▸ **TO BE DONE**: Reproduce, without any change, the part of the data that opens with the line containing "Target = woman's nose" and closes with the line containing "x=201 y=108", including both of those lines.

··· DATA EXCERPTS

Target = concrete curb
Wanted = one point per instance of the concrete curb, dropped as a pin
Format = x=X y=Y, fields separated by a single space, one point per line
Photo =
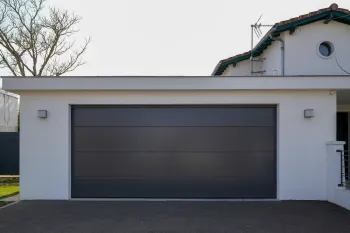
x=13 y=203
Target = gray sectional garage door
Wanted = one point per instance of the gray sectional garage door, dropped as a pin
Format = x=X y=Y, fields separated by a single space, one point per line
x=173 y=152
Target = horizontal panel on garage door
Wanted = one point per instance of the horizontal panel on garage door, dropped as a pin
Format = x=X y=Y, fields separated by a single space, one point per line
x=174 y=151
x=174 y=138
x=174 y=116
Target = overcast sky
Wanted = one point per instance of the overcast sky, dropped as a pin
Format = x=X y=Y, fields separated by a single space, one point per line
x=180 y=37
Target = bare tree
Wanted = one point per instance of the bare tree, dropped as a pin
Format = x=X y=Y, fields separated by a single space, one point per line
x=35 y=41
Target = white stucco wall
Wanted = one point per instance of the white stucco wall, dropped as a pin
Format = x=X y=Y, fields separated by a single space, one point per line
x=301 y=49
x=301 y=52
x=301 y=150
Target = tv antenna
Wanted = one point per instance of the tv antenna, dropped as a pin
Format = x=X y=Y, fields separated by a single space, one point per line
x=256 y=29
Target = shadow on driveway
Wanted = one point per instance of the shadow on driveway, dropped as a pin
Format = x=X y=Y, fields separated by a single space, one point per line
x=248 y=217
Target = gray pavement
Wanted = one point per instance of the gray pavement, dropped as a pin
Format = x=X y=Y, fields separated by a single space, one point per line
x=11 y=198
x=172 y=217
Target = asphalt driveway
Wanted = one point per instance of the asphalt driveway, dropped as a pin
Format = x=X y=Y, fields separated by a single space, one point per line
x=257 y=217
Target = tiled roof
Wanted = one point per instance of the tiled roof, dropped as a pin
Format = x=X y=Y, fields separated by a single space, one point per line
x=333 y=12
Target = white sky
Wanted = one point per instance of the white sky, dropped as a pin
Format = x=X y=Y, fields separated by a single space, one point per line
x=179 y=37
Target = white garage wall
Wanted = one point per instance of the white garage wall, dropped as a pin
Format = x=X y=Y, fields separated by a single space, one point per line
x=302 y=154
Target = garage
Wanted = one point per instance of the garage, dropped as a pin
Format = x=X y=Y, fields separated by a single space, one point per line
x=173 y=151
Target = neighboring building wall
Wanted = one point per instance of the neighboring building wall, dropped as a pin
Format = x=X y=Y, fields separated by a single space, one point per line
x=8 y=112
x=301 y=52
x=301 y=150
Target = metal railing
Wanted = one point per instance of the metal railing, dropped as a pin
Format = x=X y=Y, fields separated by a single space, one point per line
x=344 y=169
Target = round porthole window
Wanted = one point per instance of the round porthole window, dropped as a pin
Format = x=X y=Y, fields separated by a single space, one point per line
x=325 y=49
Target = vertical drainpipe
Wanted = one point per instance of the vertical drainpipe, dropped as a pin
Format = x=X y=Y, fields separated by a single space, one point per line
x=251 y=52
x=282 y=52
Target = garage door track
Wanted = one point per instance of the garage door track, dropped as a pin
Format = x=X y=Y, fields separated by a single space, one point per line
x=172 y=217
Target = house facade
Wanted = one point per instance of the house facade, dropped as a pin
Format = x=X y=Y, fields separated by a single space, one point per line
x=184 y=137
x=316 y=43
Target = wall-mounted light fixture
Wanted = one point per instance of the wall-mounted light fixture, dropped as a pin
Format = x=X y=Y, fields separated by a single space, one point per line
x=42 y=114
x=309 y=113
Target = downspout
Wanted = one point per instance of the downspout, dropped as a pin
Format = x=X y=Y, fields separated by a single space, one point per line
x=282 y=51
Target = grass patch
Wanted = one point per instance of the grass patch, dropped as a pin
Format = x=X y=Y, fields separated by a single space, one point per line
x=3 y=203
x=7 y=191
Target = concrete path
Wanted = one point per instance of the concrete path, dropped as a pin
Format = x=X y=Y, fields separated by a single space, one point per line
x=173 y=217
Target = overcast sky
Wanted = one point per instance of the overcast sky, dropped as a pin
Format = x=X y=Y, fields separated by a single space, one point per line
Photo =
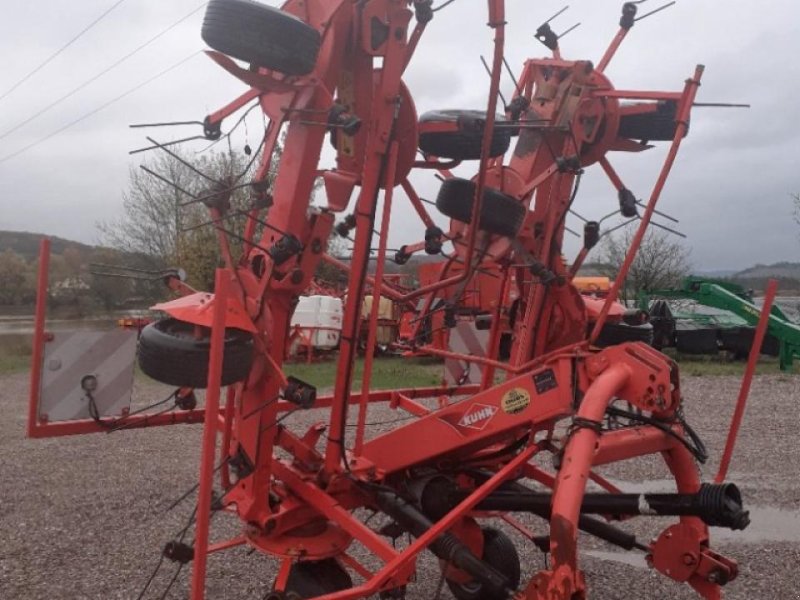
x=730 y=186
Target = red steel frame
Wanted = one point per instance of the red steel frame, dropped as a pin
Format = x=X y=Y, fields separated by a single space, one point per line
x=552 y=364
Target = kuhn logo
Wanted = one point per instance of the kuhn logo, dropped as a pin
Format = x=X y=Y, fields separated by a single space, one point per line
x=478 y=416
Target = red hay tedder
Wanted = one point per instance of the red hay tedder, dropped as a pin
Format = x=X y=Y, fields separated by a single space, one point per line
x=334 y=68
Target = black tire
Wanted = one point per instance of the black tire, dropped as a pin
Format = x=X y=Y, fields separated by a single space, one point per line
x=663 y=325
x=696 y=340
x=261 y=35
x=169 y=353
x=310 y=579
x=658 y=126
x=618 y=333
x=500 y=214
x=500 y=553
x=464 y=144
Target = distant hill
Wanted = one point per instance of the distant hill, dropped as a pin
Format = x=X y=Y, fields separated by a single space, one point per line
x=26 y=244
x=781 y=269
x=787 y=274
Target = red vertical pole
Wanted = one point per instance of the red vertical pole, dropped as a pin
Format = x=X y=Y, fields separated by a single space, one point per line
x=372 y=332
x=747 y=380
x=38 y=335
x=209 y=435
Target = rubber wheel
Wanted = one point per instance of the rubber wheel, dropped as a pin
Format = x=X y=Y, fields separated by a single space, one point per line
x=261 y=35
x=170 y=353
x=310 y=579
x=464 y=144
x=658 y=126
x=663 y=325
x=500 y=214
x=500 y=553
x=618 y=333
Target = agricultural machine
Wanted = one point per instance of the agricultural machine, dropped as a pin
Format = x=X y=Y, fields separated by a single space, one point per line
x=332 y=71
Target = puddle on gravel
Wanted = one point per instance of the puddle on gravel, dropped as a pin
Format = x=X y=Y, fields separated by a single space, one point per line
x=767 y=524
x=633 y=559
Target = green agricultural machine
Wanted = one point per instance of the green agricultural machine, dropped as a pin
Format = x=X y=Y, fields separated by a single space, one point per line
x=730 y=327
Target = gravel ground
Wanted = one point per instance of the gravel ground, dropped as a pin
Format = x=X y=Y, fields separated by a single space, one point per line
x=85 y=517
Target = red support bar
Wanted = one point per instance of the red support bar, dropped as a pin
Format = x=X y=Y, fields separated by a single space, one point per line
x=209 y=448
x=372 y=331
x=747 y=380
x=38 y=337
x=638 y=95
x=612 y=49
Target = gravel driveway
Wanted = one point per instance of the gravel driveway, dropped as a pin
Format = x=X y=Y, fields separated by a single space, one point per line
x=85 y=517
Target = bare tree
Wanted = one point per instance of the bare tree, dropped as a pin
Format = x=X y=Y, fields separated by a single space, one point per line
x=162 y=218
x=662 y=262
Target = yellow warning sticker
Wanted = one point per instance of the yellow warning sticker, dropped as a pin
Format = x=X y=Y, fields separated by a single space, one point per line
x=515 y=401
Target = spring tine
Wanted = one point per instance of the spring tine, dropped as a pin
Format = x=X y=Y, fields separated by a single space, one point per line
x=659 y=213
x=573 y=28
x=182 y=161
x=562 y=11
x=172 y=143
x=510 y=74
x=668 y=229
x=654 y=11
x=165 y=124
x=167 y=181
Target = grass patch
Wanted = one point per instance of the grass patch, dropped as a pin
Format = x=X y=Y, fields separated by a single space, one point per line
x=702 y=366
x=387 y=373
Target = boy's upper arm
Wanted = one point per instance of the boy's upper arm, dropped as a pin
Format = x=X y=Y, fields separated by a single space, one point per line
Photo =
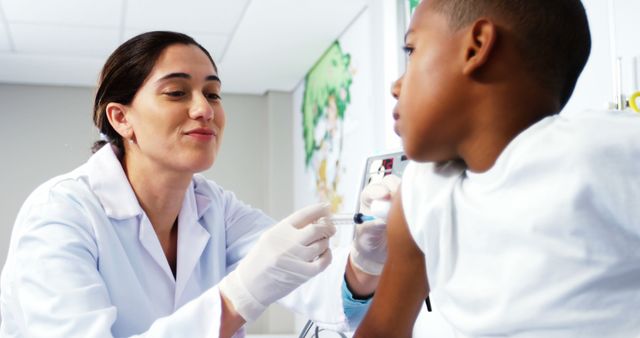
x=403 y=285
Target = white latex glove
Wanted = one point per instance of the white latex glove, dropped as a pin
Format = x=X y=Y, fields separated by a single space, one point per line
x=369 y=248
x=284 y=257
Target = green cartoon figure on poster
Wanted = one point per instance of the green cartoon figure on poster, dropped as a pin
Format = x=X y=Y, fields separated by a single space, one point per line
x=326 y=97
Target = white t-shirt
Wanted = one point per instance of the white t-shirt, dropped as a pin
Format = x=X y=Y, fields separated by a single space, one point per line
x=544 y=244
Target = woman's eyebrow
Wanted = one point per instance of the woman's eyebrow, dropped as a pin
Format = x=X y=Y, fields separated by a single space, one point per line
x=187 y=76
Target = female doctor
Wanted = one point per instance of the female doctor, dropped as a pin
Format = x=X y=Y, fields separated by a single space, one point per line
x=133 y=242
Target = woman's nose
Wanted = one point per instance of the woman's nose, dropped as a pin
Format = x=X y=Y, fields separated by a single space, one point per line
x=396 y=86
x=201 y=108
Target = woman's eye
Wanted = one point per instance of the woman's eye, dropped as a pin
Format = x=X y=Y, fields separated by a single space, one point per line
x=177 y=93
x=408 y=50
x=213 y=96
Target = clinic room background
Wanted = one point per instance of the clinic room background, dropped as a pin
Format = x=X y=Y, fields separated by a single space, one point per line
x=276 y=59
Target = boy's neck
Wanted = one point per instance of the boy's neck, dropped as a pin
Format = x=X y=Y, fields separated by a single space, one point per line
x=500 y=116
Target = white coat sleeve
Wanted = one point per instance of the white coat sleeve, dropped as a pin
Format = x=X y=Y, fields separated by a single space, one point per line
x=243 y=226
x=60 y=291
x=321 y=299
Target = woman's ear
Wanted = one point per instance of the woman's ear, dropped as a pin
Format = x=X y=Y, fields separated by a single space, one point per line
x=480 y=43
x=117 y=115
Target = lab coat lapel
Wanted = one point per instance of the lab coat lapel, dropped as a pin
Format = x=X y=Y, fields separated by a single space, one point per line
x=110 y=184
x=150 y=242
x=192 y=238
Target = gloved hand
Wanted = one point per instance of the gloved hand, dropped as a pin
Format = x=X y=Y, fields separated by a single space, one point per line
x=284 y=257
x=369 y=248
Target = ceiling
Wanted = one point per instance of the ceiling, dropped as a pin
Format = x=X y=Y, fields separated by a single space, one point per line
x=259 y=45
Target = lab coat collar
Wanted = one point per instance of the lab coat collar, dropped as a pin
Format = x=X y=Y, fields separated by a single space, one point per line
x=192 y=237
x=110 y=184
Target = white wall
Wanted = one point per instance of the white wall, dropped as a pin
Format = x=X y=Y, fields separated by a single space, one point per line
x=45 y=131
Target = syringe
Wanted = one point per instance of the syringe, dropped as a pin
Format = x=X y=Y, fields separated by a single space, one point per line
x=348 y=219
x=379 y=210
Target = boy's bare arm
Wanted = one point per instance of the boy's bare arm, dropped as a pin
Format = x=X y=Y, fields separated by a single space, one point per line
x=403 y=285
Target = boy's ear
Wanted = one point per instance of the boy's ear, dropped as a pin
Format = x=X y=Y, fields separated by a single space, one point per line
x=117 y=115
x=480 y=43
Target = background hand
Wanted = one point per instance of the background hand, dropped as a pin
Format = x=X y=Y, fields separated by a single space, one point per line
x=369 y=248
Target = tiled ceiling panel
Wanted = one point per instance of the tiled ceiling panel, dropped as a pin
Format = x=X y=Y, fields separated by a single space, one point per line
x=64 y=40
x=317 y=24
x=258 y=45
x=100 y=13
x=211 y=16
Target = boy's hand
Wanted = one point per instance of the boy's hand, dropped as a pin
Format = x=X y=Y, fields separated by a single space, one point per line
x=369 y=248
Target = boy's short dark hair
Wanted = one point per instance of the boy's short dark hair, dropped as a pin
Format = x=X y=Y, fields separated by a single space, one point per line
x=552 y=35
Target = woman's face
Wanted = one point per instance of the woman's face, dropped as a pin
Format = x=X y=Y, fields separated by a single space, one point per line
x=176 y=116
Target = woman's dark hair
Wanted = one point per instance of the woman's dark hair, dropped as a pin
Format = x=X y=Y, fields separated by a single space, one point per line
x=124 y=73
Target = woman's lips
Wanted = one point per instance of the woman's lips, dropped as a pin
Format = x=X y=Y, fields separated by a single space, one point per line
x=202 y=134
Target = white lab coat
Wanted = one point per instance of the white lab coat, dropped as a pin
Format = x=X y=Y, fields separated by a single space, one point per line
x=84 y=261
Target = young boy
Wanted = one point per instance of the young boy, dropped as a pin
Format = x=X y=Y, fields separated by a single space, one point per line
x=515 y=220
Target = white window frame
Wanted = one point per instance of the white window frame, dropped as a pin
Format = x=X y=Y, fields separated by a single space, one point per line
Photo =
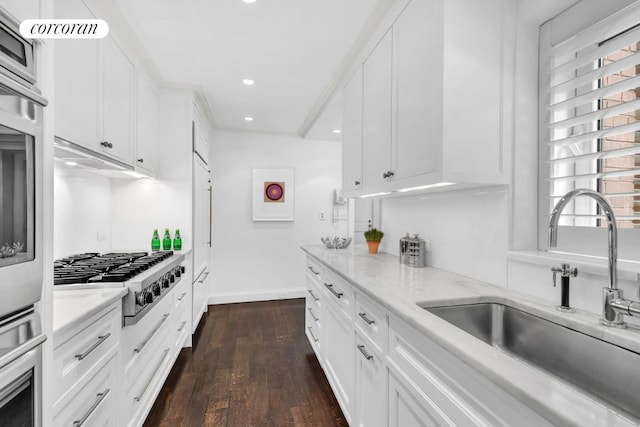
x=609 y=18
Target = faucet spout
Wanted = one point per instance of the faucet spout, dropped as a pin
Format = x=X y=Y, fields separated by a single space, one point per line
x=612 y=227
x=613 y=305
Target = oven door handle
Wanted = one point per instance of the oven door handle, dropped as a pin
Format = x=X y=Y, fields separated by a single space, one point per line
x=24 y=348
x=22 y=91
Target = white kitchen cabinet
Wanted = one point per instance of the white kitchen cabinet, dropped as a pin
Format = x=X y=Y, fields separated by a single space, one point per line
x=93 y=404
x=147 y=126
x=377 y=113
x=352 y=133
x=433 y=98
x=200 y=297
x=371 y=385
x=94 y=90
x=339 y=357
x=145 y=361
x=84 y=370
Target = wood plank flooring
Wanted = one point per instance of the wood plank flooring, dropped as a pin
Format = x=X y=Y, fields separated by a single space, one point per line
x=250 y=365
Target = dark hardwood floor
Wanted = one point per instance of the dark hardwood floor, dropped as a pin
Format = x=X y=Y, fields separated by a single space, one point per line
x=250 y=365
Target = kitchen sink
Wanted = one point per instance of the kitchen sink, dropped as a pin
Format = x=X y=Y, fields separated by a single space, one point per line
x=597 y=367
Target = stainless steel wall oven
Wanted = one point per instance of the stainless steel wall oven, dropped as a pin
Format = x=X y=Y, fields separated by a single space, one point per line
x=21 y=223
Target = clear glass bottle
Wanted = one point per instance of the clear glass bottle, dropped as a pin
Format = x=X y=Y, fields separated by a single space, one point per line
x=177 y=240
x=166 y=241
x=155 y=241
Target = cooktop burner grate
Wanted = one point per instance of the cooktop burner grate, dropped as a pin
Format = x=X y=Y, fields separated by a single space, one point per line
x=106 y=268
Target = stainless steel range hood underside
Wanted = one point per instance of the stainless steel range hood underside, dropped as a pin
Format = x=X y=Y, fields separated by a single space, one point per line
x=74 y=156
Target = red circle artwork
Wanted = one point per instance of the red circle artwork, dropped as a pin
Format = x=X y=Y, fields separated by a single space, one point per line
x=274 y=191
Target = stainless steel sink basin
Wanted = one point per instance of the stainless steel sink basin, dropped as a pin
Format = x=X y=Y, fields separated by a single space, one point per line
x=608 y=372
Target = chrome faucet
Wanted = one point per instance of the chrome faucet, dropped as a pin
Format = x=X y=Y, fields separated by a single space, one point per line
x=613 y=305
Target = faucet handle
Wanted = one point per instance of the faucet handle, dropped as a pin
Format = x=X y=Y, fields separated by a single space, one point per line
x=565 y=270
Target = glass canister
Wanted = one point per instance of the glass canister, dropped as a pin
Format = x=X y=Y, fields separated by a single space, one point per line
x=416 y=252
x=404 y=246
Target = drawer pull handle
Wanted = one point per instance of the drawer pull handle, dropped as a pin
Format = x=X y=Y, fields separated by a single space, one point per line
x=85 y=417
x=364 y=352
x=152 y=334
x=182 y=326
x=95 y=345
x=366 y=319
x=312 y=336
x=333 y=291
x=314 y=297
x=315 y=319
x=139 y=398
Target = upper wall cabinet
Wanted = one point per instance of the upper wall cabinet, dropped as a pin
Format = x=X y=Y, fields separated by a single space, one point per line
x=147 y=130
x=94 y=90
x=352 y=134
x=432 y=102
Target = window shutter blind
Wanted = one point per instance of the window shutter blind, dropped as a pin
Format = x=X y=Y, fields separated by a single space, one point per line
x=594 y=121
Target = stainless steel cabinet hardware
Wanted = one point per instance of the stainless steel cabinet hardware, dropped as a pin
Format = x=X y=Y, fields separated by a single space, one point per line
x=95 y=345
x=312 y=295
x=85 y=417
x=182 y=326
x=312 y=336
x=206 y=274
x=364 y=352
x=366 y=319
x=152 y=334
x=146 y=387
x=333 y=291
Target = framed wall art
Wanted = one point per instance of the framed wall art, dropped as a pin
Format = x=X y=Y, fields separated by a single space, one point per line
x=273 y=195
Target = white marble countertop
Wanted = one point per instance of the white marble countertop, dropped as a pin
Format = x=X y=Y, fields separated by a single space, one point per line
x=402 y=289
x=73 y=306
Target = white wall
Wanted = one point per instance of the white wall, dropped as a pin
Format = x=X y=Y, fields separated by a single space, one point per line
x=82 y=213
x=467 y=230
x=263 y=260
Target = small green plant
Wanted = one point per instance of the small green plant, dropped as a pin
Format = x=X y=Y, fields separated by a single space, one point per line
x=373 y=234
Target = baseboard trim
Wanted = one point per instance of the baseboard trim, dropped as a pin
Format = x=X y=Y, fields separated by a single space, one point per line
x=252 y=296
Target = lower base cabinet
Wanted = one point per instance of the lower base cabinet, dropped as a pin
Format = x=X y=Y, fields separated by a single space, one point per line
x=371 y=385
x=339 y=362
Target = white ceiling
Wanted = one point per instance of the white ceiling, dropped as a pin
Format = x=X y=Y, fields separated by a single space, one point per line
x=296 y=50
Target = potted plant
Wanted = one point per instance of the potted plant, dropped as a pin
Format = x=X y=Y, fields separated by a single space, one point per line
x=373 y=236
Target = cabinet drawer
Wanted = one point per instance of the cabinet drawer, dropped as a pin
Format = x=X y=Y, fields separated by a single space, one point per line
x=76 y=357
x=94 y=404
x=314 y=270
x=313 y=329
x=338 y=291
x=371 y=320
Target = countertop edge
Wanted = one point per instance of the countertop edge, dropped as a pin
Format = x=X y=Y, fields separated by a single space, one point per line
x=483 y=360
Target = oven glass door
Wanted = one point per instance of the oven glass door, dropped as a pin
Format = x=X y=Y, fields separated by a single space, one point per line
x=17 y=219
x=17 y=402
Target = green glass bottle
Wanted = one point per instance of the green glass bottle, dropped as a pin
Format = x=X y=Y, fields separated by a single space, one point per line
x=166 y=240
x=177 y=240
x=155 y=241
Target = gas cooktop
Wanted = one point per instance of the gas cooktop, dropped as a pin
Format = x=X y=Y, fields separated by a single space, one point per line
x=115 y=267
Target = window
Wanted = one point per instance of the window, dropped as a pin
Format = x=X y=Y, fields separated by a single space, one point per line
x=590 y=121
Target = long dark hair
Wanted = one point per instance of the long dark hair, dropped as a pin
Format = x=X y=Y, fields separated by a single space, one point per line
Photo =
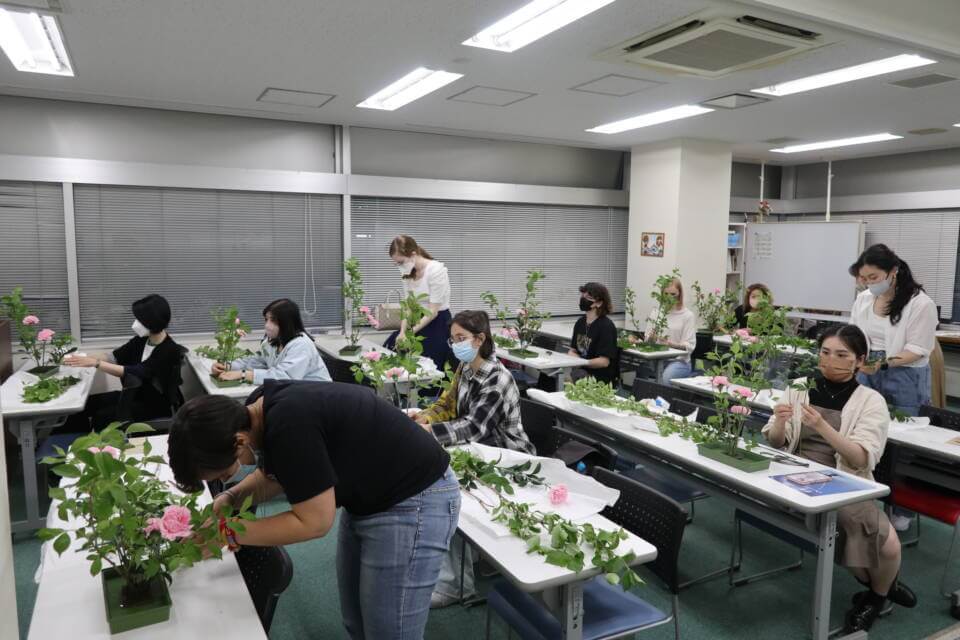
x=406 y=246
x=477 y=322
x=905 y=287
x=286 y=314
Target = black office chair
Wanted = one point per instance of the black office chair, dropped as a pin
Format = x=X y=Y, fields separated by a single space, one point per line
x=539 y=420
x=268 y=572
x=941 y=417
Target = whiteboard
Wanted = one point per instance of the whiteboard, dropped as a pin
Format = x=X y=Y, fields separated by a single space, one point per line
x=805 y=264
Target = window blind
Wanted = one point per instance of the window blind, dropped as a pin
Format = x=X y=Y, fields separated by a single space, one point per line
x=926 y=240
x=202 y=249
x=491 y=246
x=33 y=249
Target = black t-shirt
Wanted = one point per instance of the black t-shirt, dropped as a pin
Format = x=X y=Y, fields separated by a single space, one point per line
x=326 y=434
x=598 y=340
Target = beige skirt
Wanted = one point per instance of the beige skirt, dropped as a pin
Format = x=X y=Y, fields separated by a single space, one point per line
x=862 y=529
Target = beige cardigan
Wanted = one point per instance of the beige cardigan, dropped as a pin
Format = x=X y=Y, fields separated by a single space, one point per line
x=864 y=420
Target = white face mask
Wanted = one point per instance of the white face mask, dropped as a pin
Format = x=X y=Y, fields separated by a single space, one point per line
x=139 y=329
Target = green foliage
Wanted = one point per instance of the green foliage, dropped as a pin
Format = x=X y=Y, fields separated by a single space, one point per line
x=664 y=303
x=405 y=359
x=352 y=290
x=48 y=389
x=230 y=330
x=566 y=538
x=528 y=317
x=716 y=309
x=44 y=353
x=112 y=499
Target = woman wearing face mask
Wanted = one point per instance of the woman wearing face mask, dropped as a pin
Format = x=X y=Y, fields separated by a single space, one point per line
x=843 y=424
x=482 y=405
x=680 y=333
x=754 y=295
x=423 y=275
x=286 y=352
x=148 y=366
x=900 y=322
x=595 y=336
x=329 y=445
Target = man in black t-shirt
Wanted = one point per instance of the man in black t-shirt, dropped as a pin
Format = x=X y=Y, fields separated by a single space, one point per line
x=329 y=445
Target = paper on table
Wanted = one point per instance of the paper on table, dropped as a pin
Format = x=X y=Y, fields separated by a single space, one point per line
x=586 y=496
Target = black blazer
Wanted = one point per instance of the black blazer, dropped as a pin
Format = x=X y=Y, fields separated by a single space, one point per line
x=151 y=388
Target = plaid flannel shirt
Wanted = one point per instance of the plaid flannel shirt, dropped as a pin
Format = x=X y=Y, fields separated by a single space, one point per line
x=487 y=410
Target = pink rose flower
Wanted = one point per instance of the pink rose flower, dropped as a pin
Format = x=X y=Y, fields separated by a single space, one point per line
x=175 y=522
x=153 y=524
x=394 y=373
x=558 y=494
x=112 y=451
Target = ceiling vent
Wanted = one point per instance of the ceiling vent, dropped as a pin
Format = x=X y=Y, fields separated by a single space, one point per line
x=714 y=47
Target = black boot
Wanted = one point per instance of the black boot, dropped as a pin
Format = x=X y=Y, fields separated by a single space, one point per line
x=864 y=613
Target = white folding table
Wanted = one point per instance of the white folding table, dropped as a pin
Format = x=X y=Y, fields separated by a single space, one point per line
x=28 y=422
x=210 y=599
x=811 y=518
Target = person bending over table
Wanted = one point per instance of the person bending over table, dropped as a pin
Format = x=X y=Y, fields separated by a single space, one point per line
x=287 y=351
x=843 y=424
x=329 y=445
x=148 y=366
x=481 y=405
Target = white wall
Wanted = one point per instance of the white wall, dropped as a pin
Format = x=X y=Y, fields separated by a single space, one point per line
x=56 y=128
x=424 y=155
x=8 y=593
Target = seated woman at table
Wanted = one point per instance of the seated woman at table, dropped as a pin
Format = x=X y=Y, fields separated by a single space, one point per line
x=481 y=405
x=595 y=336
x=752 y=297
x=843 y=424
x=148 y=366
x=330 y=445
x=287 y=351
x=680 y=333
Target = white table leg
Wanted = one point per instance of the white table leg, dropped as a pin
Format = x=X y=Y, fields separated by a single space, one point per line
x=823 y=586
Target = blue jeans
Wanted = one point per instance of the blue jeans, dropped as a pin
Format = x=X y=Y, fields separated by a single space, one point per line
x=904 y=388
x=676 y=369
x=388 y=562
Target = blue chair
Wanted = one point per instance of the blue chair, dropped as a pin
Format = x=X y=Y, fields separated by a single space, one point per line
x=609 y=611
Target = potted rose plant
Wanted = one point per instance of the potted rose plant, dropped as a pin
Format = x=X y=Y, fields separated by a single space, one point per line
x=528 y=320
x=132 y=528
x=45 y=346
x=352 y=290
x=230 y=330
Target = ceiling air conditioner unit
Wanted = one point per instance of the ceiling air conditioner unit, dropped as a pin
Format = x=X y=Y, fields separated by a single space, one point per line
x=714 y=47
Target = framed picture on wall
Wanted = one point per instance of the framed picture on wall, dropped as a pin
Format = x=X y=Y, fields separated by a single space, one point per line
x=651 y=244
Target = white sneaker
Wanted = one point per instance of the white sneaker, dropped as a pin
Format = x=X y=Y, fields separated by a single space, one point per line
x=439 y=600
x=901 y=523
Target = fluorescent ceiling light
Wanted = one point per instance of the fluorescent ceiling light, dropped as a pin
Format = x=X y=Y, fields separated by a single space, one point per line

······

▸ **OUTPUT OF THE TASK**:
Target = woman's nose
Wanted = one point per instance of the woman's nose, dropped as a pin
Format = x=X y=Y, fields separated by a single space, one point per line
x=396 y=86
x=201 y=108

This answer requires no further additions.